The spring/summer programme at maat – Museum of Art, Architecture and Technology in Lisbon brings together a diverse range of events that reinforce the museum’s intention to open its doors to the various cultural agents and audiences in the city, with a special focus on those who are usually less inclined to visit or to whom access has been denied in recent decades.
Given the latest political developments, now more than ever, the museum should represent a critical and safe space where various communities and sensibilities can come together to discuss the complexities of our collective future, democracy and freedom.
Traverser la nuit and Gabinete
Traverser la nuit, curated by Noëlig Le Roux, presents a broad overview of Antoine de Galbert’s personal collection in Portugal for the first time. Providing an endless source of inspiration for artists, the night continues to permeate and infuse art with the philosophical, political, societal, ecological and scientific questions it raises. The night can evoke both hope and dread, but it is also a time and place for the freedom and transgression that offer such fertile ground for creation and are echoed in Antoine de Galbert’s collection. The exhibition features works by artists such as Annette Messager, Christian Boltanski, Constantin Brâncuși, Didier Faustino, Francesca Woodman, Joan Fontcuberta, Jorge Molder, Lucio Fontana, Mari Katayama, Marina Abramović, Pilar Albarracín, Raoul Hausmann, André Kertész, Thomas Ruff, W. Eugene Smith and Zhang Huan.
Opening together with Traverser la nuit was Gabinete, the new venue at maat intended to expand and diversify the creative responses to the work of artists in the EDP Foundation Portuguese Art Collection and the contemporary art scene. Gabinete provides these artists with a freer space in which to experiment with new formats and show previously unseen work or work that runs parallel to their studio practices. The first artist to exhibit in Gabinete is Luisa Cunha (Lisbon, 1949) with the sound work Não [No] (2018), which was recently acquired for the collection.

····················

### GIVEN REQUEST 1:
Report every line of the records below that contains the word "column", copying each one in full. Treat uppercase and lowercase as different.

····················

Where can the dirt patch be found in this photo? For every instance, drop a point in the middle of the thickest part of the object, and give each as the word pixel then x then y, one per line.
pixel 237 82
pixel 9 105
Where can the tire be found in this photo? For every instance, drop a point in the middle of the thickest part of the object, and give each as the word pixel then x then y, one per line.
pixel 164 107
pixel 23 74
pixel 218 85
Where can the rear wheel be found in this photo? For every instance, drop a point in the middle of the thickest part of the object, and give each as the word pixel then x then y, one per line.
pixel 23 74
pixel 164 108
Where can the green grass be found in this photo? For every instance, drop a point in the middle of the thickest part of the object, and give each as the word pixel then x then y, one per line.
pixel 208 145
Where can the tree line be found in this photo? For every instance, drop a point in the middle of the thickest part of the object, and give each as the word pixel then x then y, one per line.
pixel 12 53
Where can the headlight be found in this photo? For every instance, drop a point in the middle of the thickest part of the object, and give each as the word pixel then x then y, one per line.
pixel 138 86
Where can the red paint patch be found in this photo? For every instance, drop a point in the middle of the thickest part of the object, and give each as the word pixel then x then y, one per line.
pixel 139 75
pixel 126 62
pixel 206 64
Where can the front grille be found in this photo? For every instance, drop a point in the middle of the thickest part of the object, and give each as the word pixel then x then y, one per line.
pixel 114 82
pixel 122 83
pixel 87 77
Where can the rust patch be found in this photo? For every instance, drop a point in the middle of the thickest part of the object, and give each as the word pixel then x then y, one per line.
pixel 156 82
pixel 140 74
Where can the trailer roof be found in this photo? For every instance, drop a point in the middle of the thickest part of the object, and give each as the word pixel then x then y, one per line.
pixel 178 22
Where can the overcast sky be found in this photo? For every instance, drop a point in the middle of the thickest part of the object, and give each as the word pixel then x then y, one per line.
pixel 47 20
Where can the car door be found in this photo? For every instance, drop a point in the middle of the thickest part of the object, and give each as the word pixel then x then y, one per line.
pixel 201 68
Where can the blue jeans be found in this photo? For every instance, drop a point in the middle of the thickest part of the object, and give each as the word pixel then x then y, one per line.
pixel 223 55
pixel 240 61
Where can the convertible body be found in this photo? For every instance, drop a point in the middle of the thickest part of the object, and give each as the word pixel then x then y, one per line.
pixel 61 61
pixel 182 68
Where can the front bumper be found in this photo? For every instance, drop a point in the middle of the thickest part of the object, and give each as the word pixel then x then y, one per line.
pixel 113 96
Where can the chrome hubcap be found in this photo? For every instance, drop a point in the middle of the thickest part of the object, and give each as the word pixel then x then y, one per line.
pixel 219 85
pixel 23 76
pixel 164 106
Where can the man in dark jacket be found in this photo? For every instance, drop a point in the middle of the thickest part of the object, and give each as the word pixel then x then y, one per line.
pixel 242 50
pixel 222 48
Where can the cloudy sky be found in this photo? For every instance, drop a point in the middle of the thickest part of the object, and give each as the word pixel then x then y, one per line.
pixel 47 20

····················

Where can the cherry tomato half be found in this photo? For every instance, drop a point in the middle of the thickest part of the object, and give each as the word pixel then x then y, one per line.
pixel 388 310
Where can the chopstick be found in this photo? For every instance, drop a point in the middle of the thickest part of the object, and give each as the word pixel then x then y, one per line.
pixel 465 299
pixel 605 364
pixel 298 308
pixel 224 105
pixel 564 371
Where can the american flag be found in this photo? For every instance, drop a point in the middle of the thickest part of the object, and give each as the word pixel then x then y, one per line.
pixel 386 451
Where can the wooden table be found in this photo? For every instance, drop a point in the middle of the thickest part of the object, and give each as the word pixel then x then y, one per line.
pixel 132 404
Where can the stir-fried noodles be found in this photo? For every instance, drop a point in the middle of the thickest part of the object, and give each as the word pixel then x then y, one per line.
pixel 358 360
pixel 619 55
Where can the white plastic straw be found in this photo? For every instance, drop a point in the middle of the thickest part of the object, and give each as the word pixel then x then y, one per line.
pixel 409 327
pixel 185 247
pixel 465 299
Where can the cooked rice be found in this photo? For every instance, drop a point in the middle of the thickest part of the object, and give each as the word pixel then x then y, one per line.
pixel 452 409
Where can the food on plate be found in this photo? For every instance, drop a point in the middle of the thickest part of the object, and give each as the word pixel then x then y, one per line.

····················

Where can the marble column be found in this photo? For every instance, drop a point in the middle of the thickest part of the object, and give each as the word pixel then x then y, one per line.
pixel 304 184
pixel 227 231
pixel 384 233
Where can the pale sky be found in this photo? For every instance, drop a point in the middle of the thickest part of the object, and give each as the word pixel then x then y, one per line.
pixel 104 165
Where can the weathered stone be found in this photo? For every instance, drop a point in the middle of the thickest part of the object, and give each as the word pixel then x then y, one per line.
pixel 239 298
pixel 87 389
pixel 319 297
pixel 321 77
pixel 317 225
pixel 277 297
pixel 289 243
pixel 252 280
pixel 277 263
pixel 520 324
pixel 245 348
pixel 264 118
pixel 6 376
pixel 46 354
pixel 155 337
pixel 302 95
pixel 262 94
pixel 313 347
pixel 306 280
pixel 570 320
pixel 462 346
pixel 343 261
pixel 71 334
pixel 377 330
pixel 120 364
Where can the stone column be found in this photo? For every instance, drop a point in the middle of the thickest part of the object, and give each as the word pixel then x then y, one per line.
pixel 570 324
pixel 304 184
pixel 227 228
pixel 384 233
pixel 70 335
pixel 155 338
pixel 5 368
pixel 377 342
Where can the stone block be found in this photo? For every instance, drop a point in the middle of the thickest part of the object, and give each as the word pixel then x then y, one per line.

····················

### GIVEN REQUEST 2:
According to the maat programme text, why should the museum serve as a critical and safe space now more than ever? Answer in one to three sentences.

### WRITTEN ANSWER 1:
Where can the marble column be found in this photo? For every instance, drop a point in the middle of the thickest part of the object, and give each as the word pixel then x then y, one per line.
Where can the stone column be found in this photo? For every instance, drop a point in the middle of the thickest part of the object, and give each as the word pixel then x then y, one per line.

### WRITTEN ANSWER 2:
The text gives the latest political developments as the reason. Because of them, the museum should be a place where various communities and sensibilities can come together to discuss the complexities of our collective future, democracy and freedom.